» ARTICLE:
* * * * * * *

The itinerary for our Jan. 29-Feb. 8 cruise on the Island Princess:
Jan. 29th departed Port Everglades, Florida around 5 p.m.
The port has special workers to cast off the lines. Only two cruise ships in port that day, often 6-8.
Jan. 30th At Sea Could see the eastern coast of Cuba in the distance much of the daylight hours. One TV channel had a map showing our progress on our route, naming any nearby land.
Jan. 31st Arrived and moored at Falmouth, Jamaica, early morning.
Originally, we were to be in Ocho Rios. I didn't want to stay in Falmouth but see some of the countryside, so we took an excursion to Good Hope Plantation.
The fenced-in terminal was built by several cruise lines to open up a new tourist port in Jamaica. It can only handle two ships at a time. As soon as our bus exited, we saw piles of garbage dumped along the side of the road. The houses were ramshackle and the streets unclean. Obviously a poor country. Usain Bolt the Olympic runner is originally from Falmouth.

* * * * * * *

» INFORMATION SUPPLIED:
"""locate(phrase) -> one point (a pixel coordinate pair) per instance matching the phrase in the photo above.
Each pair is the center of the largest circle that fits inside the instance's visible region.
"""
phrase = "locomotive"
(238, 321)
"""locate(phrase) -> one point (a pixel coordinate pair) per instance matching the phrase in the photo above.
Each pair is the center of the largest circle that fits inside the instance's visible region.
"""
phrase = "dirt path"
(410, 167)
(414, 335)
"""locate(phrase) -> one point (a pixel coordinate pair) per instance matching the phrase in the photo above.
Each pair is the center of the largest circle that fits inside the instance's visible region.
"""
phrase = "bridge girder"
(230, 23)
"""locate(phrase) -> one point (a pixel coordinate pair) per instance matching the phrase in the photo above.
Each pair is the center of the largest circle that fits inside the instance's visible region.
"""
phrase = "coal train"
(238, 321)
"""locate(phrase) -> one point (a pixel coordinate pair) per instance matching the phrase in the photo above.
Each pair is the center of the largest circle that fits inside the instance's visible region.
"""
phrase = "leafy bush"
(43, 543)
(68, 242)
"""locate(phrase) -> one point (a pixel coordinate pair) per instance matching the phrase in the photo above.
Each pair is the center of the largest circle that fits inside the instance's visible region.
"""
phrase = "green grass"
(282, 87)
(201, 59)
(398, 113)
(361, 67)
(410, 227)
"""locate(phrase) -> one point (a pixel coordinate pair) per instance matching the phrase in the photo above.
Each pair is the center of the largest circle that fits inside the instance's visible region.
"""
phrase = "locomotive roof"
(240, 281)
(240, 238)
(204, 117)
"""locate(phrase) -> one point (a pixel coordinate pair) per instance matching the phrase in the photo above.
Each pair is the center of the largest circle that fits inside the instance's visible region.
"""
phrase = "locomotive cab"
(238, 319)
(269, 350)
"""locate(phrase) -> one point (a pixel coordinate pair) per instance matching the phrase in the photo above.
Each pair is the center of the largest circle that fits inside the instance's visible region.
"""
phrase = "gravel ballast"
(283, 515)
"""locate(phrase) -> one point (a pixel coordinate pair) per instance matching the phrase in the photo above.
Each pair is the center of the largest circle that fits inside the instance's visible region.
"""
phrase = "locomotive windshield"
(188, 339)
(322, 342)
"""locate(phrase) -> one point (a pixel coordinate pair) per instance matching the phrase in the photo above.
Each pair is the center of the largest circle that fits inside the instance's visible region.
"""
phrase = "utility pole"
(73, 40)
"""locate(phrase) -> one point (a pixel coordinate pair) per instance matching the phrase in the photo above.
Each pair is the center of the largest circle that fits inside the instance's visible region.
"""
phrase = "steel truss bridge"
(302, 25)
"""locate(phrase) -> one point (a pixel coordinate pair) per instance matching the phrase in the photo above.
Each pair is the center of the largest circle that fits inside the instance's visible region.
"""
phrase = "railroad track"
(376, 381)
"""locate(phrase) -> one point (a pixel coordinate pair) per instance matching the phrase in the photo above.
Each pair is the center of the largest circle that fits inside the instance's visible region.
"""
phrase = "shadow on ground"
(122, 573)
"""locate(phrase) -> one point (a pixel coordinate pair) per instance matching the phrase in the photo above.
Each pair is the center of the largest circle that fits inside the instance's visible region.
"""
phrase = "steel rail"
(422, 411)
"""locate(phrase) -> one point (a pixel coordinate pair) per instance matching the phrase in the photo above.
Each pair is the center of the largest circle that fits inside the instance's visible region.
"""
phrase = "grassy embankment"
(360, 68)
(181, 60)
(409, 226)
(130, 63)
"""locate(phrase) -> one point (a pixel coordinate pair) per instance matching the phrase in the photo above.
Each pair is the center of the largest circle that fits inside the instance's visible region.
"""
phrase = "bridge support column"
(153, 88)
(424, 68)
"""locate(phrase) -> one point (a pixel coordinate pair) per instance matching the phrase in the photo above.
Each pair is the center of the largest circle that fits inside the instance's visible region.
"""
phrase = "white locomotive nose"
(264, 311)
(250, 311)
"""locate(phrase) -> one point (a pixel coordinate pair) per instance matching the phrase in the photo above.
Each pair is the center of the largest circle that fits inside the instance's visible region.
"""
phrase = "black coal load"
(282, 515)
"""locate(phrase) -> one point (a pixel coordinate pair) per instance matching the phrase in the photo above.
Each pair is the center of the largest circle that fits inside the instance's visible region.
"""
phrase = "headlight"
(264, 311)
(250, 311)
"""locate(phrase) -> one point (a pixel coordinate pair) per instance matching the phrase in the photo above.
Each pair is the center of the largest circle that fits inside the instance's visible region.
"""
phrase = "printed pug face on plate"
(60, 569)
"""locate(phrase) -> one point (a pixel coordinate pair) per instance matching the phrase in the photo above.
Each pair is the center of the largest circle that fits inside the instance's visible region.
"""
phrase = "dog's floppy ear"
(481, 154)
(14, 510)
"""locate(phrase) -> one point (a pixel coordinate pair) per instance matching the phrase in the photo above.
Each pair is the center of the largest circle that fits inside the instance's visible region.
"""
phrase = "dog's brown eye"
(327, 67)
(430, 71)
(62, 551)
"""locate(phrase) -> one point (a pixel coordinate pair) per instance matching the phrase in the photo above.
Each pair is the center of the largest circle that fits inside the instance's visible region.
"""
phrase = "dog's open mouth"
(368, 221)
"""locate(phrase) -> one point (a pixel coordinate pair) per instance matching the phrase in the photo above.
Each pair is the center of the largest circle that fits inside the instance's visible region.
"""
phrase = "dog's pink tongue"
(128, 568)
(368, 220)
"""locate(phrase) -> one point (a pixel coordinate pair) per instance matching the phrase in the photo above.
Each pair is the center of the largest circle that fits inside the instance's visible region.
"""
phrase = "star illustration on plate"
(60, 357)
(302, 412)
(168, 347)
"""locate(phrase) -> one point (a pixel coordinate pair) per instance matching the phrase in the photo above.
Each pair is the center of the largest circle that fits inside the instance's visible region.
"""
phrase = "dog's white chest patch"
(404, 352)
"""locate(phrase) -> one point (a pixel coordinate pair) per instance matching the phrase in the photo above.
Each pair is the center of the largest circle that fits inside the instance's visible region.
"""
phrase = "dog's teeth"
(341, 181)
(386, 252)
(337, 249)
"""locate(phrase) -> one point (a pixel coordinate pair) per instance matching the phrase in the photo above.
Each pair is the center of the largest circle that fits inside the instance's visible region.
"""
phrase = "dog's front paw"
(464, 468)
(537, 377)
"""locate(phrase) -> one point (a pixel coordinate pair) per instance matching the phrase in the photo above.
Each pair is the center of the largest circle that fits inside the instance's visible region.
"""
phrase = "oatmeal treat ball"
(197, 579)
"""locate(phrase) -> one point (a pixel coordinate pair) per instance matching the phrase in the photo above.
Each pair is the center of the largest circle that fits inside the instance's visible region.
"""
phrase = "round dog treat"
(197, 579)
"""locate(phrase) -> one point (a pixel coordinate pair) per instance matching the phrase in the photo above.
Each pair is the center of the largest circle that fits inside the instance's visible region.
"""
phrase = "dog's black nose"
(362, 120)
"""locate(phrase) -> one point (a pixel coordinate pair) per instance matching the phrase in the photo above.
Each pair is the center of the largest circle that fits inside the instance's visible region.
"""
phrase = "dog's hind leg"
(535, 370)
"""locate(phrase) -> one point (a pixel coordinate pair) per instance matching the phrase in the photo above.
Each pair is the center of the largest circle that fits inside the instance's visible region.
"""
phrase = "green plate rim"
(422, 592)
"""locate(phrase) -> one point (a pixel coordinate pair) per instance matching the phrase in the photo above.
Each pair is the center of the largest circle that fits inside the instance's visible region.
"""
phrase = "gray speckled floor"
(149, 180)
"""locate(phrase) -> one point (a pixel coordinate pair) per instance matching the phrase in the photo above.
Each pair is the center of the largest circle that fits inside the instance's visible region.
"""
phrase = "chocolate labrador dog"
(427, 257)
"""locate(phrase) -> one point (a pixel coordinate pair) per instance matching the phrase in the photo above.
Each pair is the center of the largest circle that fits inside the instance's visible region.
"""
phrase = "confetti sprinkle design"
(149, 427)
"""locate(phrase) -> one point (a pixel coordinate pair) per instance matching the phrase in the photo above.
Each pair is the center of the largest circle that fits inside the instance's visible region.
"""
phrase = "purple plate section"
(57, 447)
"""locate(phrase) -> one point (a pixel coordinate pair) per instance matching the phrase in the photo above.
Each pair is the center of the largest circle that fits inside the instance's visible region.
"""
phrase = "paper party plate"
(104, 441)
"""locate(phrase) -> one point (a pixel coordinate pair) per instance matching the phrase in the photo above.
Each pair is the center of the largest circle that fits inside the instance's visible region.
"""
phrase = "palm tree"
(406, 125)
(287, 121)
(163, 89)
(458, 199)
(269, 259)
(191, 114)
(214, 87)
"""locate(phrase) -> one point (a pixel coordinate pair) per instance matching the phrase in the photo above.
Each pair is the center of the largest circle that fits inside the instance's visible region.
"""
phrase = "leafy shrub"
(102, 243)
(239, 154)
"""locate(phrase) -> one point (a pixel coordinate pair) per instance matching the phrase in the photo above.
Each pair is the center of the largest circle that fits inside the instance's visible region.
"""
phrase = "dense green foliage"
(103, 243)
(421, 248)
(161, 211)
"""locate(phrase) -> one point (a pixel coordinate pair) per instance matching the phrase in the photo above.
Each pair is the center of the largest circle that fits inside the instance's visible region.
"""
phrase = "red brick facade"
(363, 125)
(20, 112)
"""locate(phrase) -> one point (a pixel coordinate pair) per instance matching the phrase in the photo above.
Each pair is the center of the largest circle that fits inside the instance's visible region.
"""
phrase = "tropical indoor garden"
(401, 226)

* * * * * * *

Reproduce the passage of the cruise itinerary that begins with the words containing "The port has" and ends with "any nearby land.".

The port has special workers to cast off the lines. Only two cruise ships in port that day, often 6-8.
Jan. 30th At Sea Could see the eastern coast of Cuba in the distance much of the daylight hours. One TV channel had a map showing our progress on our route, naming any nearby land.